WORK ITEM = Which of the lines in the records below hold the string "throw"? Copy every one of them.

(Point-per-instance localization data)
'''

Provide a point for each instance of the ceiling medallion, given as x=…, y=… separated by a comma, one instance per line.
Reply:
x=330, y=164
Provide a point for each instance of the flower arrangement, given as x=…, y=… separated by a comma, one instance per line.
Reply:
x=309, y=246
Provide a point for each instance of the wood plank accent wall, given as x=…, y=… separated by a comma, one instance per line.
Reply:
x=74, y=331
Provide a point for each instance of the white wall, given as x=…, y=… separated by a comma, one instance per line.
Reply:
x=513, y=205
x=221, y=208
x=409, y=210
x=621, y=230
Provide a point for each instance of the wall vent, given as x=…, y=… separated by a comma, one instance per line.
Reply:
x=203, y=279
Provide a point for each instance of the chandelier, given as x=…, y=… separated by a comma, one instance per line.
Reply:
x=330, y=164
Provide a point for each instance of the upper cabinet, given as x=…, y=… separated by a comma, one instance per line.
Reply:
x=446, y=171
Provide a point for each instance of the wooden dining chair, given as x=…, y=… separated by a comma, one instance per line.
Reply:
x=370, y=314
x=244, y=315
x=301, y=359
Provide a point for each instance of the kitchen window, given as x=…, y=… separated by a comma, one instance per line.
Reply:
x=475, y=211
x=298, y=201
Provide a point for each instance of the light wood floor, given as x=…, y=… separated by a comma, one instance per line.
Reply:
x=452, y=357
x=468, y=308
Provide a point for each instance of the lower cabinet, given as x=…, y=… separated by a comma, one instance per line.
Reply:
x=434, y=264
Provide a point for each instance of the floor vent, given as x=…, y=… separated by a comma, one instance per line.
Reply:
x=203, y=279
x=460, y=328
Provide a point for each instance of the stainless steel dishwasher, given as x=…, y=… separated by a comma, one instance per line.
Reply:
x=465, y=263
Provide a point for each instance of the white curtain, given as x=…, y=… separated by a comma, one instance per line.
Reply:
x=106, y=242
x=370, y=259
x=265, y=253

'''
'''

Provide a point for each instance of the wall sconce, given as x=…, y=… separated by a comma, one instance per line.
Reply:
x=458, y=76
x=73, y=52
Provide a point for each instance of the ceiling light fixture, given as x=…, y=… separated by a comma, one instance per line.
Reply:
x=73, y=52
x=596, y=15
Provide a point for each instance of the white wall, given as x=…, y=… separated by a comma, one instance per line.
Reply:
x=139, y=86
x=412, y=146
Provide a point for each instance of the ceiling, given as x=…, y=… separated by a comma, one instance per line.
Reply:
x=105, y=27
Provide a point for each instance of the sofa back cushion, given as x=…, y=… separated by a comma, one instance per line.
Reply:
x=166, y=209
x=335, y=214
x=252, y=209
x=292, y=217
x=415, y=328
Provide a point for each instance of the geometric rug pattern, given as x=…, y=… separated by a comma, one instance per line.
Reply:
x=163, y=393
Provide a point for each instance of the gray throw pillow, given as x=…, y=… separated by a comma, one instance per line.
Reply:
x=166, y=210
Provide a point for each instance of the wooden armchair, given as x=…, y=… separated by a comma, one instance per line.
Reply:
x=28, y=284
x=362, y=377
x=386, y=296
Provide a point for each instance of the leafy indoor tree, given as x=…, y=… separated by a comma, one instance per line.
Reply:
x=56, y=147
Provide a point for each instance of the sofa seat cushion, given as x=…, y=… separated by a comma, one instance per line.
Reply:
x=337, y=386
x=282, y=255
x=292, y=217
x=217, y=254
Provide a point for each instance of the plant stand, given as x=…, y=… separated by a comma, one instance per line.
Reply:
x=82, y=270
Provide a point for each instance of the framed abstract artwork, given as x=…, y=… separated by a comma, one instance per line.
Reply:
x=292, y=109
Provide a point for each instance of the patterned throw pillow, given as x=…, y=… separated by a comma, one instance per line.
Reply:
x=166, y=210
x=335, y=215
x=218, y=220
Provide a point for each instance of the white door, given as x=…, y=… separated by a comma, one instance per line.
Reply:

'''

OUTPUT FOR THIS TASK =
Provide a point for each instance of the gray throw pillow, given as x=…, y=… separated by a comma, one instance per line.
Provide a point for each instance of the patterned throw pillow, given as x=…, y=… separated by a comma, one instance per line.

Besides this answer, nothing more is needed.